Your response should be the complete set of records, reproduced exactly.

[SUPPLIED MATERIAL Boundary: Start]

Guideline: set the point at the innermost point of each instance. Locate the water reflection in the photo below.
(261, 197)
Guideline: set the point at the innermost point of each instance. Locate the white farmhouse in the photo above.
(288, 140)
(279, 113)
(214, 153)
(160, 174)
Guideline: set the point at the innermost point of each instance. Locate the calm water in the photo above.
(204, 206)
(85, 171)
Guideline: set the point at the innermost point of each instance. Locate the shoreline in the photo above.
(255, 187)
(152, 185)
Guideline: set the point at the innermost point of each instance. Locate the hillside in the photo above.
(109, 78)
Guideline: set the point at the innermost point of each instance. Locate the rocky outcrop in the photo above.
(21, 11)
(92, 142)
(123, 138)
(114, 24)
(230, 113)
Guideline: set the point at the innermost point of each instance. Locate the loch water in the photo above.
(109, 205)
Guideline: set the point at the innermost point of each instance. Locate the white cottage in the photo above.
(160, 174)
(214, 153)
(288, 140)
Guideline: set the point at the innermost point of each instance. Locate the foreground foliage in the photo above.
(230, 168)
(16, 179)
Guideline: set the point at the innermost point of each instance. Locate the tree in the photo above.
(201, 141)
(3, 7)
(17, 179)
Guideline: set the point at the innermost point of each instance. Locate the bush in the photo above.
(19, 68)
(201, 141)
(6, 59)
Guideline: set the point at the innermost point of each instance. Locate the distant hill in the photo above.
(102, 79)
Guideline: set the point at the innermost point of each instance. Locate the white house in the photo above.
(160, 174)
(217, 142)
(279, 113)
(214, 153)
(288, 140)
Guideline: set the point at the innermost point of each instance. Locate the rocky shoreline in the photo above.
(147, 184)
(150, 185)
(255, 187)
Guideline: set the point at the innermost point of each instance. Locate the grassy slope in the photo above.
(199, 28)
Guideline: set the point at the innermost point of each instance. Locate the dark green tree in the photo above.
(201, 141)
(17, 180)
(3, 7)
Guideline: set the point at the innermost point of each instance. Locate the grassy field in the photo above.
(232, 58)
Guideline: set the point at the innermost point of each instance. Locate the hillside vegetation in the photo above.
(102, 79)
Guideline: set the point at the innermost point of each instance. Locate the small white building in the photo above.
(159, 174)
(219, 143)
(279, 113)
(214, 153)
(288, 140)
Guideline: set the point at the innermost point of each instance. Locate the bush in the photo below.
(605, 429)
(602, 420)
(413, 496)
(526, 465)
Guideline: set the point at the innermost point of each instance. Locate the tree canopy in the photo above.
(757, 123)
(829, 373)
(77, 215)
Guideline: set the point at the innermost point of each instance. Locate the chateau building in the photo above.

[SUPPLIED MATERIAL Boundary: End]

EXERCISE RESPONSE –
Guideline: set the point at the innermost point of each instance. Locate the water reflection in the photo below.
(261, 197)
Guideline: set the point at the innermost point of each instance. Locate the white farmhouse in the photo above.
(288, 140)
(279, 113)
(214, 153)
(160, 174)
Guideline: set the point at the innermost point of each instance. Locate the calm water in the photo above.
(204, 206)
(85, 171)
Guideline: set the point at the innermost point of each instance. Locate the shoreline in the photo above.
(255, 187)
(152, 185)
Guideline: set the point at the innermost point of each instance. Locate the hillside in the photo above.
(109, 78)
Guideline: set the point at the innermost point of each instance. Locate the rocky outcrop in the photo above.
(21, 11)
(92, 142)
(123, 138)
(114, 24)
(230, 113)
Guideline: set the point at the innermost point of each instance. Locate the loch water in the photo above.
(109, 205)
Guideline: set the point at the innermost point of each instance. Locate the white cottage in the photo above.
(160, 174)
(214, 153)
(288, 140)
Guideline: set the point at the innermost point of each instance. Locate the foreground foliage in the photo above.
(230, 168)
(16, 179)
Guideline: set the point at the innermost point of each instance. Locate the tree in the photo above.
(201, 141)
(3, 7)
(17, 179)
Guideline: set the point at the innermost point of each instance. Locate the bush in the photo above.
(19, 68)
(201, 141)
(6, 59)
Guideline: set the point at the innermost point of each instance. Locate the distant hill in the photo above.
(102, 79)
Guideline: set the point at the innermost point of each instance. Locate the white house in the photo above.
(160, 174)
(217, 142)
(279, 113)
(214, 153)
(288, 140)
Guideline: set the point at the innermost point of each instance. Locate the rocky shoreline in the photo above.
(147, 184)
(150, 185)
(255, 187)
Guideline: set the point at the innermost point of each instance. Locate the grassy slope in the photo above.
(199, 28)
Guideline: set the point at the innermost point of each instance. Locate the dark green tree in the photo above.
(201, 141)
(17, 180)
(3, 7)
Guideline: set the point at the innermost point of each instance. Locate the grassy field in the photo above.
(232, 58)
Guideline: set the point at the innermost point of each instance. Locate the hillside vegetation in the photo above.
(102, 79)
Guideline: set the point at the innermost point of each instance. Locate the small white building in the photo above.
(159, 174)
(219, 143)
(279, 113)
(214, 153)
(288, 140)
Guideline: set the point at the innermost point of each instance. Locate the bush in the photo below.
(605, 429)
(602, 420)
(413, 496)
(526, 465)
Guideline: set the point at the innermost point of each instance. Locate the tree canopy in the photo above.
(757, 123)
(829, 373)
(77, 215)
Guideline: set the point at the innermost point of each instance. Locate the chateau building in the photo above.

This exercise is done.